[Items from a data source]
>>>
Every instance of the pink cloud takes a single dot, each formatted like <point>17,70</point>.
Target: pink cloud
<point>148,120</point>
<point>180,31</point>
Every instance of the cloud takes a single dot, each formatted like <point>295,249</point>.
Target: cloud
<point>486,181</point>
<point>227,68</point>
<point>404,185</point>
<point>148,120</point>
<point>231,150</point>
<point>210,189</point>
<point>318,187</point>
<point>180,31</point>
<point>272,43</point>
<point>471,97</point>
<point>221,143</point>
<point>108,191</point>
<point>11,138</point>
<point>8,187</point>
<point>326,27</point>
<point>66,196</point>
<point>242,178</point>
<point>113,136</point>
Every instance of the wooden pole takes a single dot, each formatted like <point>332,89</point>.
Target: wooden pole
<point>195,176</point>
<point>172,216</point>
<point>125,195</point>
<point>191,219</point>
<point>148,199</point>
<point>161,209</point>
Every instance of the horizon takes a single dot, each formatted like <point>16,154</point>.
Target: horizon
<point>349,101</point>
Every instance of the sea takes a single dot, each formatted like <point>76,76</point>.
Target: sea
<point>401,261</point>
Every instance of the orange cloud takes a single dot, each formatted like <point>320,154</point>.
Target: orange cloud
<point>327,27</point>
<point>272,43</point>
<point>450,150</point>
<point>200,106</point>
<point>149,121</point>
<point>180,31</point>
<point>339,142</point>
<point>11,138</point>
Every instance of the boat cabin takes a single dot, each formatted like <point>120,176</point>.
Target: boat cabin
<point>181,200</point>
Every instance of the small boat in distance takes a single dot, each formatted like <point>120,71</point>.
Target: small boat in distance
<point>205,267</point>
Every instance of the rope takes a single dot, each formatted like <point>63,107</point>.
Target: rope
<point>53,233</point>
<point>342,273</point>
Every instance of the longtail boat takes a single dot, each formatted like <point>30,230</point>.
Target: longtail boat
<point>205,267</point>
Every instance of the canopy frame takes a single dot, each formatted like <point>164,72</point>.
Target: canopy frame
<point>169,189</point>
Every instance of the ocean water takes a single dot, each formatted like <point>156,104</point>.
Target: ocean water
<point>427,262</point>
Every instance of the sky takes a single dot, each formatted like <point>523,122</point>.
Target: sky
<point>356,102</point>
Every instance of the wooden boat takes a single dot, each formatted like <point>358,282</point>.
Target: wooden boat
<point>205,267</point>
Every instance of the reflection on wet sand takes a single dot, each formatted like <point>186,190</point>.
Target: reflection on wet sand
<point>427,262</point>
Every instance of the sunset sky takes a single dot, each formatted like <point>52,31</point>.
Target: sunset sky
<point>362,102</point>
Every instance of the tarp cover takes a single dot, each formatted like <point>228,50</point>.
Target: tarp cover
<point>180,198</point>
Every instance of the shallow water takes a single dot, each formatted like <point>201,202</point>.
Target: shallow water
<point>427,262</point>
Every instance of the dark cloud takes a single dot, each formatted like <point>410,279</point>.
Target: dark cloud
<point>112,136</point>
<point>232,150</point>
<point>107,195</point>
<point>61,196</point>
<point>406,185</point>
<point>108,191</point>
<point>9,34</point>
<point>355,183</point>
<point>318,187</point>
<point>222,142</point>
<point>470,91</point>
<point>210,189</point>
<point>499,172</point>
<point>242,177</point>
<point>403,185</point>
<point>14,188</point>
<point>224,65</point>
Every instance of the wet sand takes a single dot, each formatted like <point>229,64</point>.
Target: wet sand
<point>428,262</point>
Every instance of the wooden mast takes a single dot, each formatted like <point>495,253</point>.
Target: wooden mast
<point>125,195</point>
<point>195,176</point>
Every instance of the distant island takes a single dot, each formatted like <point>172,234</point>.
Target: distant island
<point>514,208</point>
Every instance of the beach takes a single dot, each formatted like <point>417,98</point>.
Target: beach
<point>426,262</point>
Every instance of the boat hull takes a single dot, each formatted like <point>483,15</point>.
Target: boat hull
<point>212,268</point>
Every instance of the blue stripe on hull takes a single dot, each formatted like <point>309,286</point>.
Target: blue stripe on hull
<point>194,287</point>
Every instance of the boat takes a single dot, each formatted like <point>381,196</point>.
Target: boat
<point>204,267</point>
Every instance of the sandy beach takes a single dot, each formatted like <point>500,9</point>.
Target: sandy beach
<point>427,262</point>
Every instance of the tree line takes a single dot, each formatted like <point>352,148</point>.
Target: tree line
<<<
Reproduce only the lines above spanning from the line containing "Target: canopy frame" through the line containing "Every instance of the sunset", word for word.

### SOLVED EXERCISE
Target: canopy frame
<point>169,189</point>
Every instance of the ocean water takes a single dot, each formatted like <point>156,104</point>.
Target: ocean water
<point>427,262</point>
Every instance of the sky takes a single dot, each formatted like <point>523,122</point>.
Target: sky
<point>356,102</point>
Every instance of the wooden boat takes a single dot, each formatted like <point>358,282</point>.
Target: wooden boat
<point>205,267</point>
Every instance of the reflection on wet sand takes a single dot, each formatted like <point>186,190</point>.
Target: reflection on wet sand
<point>427,262</point>
Every instance of the sunset sky takes a single dot, each formatted like <point>52,31</point>.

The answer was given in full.